Bounding box annotation entries
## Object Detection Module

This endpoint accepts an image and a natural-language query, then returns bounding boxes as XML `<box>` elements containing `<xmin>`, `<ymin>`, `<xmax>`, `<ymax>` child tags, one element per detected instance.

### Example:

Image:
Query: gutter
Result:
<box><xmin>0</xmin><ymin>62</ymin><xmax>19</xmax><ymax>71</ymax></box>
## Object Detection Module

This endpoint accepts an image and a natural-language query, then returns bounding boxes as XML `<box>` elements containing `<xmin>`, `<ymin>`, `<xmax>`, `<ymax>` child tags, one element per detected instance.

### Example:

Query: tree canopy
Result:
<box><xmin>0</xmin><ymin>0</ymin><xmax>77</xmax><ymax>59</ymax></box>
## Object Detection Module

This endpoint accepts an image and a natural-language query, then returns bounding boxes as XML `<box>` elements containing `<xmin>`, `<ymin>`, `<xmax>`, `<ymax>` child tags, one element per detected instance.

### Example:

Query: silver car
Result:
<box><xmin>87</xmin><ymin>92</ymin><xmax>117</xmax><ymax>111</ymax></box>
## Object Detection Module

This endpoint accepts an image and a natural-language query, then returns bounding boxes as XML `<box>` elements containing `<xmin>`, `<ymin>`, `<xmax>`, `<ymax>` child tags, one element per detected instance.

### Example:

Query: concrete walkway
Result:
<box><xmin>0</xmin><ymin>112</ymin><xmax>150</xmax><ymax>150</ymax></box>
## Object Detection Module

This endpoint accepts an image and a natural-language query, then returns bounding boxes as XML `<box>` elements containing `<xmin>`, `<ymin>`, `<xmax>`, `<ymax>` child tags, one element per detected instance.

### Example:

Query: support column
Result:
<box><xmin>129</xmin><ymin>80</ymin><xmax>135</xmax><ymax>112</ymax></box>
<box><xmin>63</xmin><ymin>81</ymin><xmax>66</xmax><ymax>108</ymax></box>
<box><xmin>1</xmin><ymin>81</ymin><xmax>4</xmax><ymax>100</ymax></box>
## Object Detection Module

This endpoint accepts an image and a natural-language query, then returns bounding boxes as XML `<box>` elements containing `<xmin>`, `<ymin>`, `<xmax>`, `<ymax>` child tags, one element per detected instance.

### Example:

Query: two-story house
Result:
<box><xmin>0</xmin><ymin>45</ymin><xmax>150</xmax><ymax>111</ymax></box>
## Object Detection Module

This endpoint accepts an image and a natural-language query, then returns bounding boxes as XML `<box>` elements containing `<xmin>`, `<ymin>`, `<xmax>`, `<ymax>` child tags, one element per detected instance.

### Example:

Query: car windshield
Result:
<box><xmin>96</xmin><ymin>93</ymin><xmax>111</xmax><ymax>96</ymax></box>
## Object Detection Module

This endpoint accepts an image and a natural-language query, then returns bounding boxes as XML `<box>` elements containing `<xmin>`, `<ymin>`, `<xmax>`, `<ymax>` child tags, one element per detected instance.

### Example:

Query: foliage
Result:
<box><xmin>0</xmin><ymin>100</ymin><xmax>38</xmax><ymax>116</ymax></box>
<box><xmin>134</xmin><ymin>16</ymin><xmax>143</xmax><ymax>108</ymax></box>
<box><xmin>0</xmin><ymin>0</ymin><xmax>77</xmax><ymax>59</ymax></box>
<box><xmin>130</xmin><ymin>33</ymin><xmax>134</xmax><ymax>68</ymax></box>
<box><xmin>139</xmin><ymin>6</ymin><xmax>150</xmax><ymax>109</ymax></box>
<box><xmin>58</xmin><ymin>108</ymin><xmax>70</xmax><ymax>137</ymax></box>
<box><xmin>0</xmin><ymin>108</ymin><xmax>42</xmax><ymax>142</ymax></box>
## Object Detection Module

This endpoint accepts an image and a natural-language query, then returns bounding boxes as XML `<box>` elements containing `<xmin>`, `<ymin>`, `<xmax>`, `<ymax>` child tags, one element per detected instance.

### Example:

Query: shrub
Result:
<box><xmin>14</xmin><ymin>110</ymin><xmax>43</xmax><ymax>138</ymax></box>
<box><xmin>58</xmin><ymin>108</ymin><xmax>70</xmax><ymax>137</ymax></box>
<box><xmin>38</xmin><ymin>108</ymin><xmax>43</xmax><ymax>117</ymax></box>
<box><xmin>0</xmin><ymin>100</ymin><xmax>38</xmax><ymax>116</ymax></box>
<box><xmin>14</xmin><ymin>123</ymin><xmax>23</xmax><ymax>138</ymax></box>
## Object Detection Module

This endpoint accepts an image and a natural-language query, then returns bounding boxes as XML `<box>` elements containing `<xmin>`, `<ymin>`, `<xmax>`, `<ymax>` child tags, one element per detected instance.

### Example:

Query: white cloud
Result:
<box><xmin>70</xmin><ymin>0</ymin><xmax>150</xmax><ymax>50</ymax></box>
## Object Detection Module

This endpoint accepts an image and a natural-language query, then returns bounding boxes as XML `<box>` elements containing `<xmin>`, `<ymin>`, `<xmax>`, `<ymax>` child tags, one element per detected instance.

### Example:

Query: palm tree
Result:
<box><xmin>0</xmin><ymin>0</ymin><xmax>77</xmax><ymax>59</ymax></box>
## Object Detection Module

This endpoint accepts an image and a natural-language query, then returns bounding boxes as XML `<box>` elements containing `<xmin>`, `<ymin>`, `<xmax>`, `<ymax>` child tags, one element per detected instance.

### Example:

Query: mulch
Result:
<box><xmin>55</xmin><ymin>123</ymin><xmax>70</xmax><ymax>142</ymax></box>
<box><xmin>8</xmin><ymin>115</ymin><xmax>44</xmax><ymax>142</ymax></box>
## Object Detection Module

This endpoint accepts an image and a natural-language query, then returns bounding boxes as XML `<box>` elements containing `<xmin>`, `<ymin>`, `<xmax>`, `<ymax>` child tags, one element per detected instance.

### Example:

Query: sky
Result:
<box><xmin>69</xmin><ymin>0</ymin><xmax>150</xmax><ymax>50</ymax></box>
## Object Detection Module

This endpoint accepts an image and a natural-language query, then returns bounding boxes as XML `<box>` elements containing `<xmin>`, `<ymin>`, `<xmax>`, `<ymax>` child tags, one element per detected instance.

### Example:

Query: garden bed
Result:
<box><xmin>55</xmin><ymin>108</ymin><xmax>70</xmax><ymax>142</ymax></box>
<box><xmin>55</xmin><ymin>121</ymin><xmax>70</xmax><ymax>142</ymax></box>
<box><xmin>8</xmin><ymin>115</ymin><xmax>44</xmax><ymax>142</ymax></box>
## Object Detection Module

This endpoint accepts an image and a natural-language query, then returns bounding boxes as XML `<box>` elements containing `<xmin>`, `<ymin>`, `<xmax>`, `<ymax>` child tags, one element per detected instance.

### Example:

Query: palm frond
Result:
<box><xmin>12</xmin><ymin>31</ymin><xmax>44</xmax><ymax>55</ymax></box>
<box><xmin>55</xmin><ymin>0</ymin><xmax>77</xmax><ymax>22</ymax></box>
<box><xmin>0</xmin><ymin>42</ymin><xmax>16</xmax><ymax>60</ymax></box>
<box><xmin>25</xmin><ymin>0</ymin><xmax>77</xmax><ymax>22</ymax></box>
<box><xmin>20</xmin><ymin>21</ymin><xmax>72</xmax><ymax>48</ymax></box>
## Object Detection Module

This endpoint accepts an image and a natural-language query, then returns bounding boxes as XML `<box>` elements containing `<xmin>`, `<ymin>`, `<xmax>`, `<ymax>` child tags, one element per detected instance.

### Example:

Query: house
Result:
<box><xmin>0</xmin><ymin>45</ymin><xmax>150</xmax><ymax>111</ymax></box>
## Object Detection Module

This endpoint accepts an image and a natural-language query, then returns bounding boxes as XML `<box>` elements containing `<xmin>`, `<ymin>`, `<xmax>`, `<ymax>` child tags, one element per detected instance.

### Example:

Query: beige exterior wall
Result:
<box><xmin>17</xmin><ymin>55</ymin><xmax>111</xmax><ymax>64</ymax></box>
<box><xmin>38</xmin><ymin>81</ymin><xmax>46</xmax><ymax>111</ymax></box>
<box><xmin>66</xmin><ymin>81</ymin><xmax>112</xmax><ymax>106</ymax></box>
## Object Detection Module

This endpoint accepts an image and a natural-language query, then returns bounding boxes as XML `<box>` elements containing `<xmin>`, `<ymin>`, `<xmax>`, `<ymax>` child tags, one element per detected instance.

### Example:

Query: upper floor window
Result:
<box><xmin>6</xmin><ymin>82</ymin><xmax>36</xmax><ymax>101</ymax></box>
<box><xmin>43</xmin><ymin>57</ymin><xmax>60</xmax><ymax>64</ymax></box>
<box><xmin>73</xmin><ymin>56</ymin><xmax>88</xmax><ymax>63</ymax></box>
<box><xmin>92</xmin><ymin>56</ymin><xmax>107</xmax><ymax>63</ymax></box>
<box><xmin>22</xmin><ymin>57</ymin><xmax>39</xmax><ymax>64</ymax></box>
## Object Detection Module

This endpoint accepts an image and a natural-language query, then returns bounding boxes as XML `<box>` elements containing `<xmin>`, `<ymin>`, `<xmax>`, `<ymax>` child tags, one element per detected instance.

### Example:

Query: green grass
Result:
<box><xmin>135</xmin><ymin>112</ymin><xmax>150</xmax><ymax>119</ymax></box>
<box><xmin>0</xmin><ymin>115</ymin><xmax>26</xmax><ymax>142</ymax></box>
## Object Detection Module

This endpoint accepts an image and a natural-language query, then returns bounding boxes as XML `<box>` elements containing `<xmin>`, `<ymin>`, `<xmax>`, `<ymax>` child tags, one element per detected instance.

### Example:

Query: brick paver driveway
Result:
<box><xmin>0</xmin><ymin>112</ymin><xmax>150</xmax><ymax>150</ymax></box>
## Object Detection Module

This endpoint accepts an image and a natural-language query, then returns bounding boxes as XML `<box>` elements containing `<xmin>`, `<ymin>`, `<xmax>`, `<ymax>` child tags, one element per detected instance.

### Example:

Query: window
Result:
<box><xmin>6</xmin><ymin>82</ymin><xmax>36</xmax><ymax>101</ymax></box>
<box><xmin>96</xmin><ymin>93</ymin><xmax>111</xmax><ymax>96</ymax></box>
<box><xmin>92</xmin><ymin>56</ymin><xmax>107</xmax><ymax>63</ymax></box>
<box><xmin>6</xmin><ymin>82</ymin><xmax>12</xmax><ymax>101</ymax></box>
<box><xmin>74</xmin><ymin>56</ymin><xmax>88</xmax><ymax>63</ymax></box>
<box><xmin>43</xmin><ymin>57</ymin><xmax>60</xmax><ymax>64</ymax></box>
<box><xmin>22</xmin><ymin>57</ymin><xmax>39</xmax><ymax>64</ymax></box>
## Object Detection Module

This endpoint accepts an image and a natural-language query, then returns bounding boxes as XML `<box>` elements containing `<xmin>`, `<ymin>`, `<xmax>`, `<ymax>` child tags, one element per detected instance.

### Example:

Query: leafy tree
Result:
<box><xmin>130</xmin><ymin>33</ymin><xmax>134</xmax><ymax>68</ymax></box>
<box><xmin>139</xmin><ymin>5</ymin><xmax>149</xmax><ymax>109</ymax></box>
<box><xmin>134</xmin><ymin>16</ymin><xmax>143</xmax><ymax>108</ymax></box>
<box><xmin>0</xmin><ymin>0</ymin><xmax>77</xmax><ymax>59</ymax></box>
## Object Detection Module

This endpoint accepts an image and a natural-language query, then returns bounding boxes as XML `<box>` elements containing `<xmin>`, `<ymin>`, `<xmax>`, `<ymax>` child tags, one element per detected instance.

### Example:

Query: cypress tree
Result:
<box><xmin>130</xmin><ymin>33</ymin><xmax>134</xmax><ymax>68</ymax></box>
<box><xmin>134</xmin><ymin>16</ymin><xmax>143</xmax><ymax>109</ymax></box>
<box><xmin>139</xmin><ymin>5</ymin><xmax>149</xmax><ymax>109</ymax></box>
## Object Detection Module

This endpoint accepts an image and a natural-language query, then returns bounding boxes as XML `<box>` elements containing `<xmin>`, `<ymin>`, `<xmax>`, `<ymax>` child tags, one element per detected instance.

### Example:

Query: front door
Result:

**Description of the task:**
Count the lines above that contain the string "window", and give only that number.

**Final result:**
2